Labeled-object pointing entries
□ □ □
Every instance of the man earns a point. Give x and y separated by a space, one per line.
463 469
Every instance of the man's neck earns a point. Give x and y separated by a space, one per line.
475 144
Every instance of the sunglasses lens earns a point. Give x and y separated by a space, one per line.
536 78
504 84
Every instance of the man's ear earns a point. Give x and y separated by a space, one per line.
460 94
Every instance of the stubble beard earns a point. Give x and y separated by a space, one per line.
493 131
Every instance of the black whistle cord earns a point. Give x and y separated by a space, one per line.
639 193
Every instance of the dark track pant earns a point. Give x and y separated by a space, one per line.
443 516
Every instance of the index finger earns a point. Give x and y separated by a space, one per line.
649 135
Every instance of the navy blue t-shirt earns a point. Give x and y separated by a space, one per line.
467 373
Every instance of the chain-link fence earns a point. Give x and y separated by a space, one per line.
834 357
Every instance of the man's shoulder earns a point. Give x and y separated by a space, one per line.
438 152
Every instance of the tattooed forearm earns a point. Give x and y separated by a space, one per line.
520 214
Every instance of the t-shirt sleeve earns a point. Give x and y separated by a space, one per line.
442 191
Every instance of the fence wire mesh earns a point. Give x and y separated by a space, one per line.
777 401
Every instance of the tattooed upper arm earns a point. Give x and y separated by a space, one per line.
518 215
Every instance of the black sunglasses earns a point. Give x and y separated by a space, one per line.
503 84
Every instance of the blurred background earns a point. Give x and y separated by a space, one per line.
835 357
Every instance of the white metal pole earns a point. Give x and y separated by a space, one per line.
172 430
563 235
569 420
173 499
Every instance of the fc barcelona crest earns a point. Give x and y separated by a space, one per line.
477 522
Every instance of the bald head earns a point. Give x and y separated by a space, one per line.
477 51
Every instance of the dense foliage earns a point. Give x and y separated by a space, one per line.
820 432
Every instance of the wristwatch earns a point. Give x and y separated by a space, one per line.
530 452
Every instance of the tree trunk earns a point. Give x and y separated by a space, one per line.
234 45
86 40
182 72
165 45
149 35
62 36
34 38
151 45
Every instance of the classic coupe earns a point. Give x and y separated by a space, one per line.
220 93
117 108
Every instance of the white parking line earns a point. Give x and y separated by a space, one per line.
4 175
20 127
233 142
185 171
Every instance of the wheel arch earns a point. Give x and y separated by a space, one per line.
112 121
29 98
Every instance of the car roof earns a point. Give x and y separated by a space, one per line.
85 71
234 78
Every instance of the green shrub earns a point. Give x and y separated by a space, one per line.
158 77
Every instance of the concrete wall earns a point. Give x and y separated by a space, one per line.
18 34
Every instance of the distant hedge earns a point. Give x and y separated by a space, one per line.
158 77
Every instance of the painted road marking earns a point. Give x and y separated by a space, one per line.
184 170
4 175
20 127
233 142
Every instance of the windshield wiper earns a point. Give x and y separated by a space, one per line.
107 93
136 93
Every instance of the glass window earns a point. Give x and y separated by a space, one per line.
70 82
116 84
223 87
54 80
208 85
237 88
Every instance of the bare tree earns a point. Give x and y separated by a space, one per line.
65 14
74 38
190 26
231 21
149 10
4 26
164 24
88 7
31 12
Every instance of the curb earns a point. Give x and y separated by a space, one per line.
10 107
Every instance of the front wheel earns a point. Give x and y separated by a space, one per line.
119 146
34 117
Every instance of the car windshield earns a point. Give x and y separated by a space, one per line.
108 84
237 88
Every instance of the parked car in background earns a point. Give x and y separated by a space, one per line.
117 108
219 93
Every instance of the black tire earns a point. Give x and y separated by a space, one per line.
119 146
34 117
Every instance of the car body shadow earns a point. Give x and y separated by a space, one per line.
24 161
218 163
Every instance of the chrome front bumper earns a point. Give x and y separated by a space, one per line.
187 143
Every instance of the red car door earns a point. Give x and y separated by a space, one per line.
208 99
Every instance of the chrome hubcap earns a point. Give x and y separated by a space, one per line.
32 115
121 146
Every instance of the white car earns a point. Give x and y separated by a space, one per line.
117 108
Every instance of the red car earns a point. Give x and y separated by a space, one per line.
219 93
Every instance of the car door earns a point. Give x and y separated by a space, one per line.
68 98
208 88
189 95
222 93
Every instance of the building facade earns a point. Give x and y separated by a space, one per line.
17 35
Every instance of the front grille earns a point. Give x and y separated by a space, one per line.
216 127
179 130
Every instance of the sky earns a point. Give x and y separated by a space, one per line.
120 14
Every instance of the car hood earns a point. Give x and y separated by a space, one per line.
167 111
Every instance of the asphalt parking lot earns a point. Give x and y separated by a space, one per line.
□ □ □
▸ **Your task**:
Repeat the records above exactly, from the first line to the last.

▸ **Task solution**:
Every instance of the man earns a point. Give x and y separated by a space, one per line.
463 469
Every instance of the man's neck earns a point. Give x and y separated by a space, one per line.
475 144
Every instance of the sunglasses lens earns a point. Give x and y separated by a space, one per line.
536 78
504 84
Every instance of the man's ear earns a point. Give x and y separated by a space, one per line.
460 94
Every instance of the stubble beard earns a point. Give x and y separated by a space, one per line.
493 131
Every instance of the black whistle cord earns a point. Give x and y separated by a space, one per line.
639 193
Every instance of the dark track pant earns a point. Give x and y separated by a space, one per line.
443 516
Every instance of the index finger earns a point. Give x and y separated by a space, one per line.
649 135
Every instance of the navy blue t-shirt earns a point. Give x and y separated by a space, one per line.
467 373
Every instance of the chain-link fence earns a point. Give x and y separated by a space, one per line.
834 357
Every instance of the man's shoulder earns a point. Give x and y separated by a space, one per line.
438 152
Every instance of the tattooed forearm earns a point. Give x and y separated by a space, one per line.
520 214
Every instance of the t-shirt sleeve earns a point. Give x and y separated by a space, one per line.
442 191
Every instance of the fence wire mesh earns a point. Give x and y separated by a space, one per line.
777 401
Every instance of the tattooed upper arm earns a point. Give x and y separated by a space, one per line.
518 215
Every instance of the black sunglasses earns a point. Give x and y separated by a space, one per line.
503 84
Every instance of the blurred background earns a point. Give x and y separated by a space, one per line.
835 357
Every instance of the white metal pole earns a point. Give x and y separated by a space, one per line.
172 430
563 235
569 420
173 499
Every instance of the fc barcelona crest earns a point. Give x and y separated by a space, one per line.
477 522
Every instance of the bald head earns a point. Give x and y separated by a space, one per line.
477 51
Every instance of the dense foliage earns a point. Give x and y separated by a space, one per line.
820 432
Every instance of the wristwatch earns a point. Give x and y separated by a space, one per line.
530 452
Every instance of the tree trunk earns a point. Give x and y separated by a space, one per line.
234 45
86 40
182 72
165 45
149 35
62 36
34 38
151 45
Every instance of the classic coupe earns a point. Give x and y separated by a space, one per line.
220 93
117 108
Every instance of the white parking line earns a point. Give x and y separated by a space, one per line.
4 175
20 127
233 142
185 171
Every instance of the wheel arch earns a point. Give x and y separated by a space, one per line.
112 121
29 98
Every instance of the car roof earns a point. Give x and y separated by a space, one per line.
85 71
234 78
Every instance of the green shrub earns a point. Give x and y separated by a space, one per line.
158 77
Every instance of the concrete wall earns a point. Give x and y separated by a space, one per line.
18 34
Every instance of the distant hedge earns a point. Give x and y separated by a space, one per line.
158 77
Every instance of the painted road marking earns a point. Give x and y separated by a space, one per line.
184 170
4 175
20 127
233 142
Every instance of the windshield wiper earns a point. Give x and y separated by a space, one per line.
107 93
136 93
Every instance of the glass window earns a point. Give x and y separated by a space, one per line.
70 82
116 84
223 87
54 80
208 85
237 88
Every instance of the bare tree earns a point. Give x and y separated by a space, one per line.
65 14
74 38
190 26
231 21
149 10
4 26
164 24
88 7
31 12
Every instance of the curb earns a point. Give x and y separated by a space, one per line.
10 107
Every instance of the front wheel earns a point. Give x and y separated by a space, one per line.
119 146
34 117
Every instance of the car windshield earns a point. Give x and y separated by a space, one per line.
108 84
237 88
Every instance of the parked car in background earns a point. Give x and y separated by a space, one per line.
117 108
219 93
Every instance of the black tire earns a point. Give x and y separated by a space, one per line.
119 146
34 117
Every instance of the car body shadow earns a point. Give x and y separated by a space, one per line.
24 161
218 163
Every instance of the chrome front bumper earns a point. Give x and y separated by a space, one per line.
187 143
Every instance of the red car door earns a point. Give x and y separated by a space, one per line.
208 99
Every instance of the chrome hubcap earns a point. Give x and y separated by a space, one per line.
32 115
121 146
Every instance of the white car earns a point. Give x and y separated by a space, one per line.
117 108
Every instance of the red car earns a point. Give x and y separated by a space, one per line.
219 93
Every instance of the car door earns a point. Give x and y separated by a space, one per line.
68 98
208 88
189 95
222 93
Every instance of the building facade earns a point. Give x and y separated by a space, one per line.
17 35
Every instance of the front grille earns a point. Give x and y separated by a space, one per line.
216 127
179 130
Every instance of the sky earns a point. Give x and y separated by a space, one per line.
120 14
Every instance of the car hood earns a point. Give x and y separated by a space, one per line.
167 111
Every instance of the asphalt parking lot earns a point. Give x and y separated by a space, one per line.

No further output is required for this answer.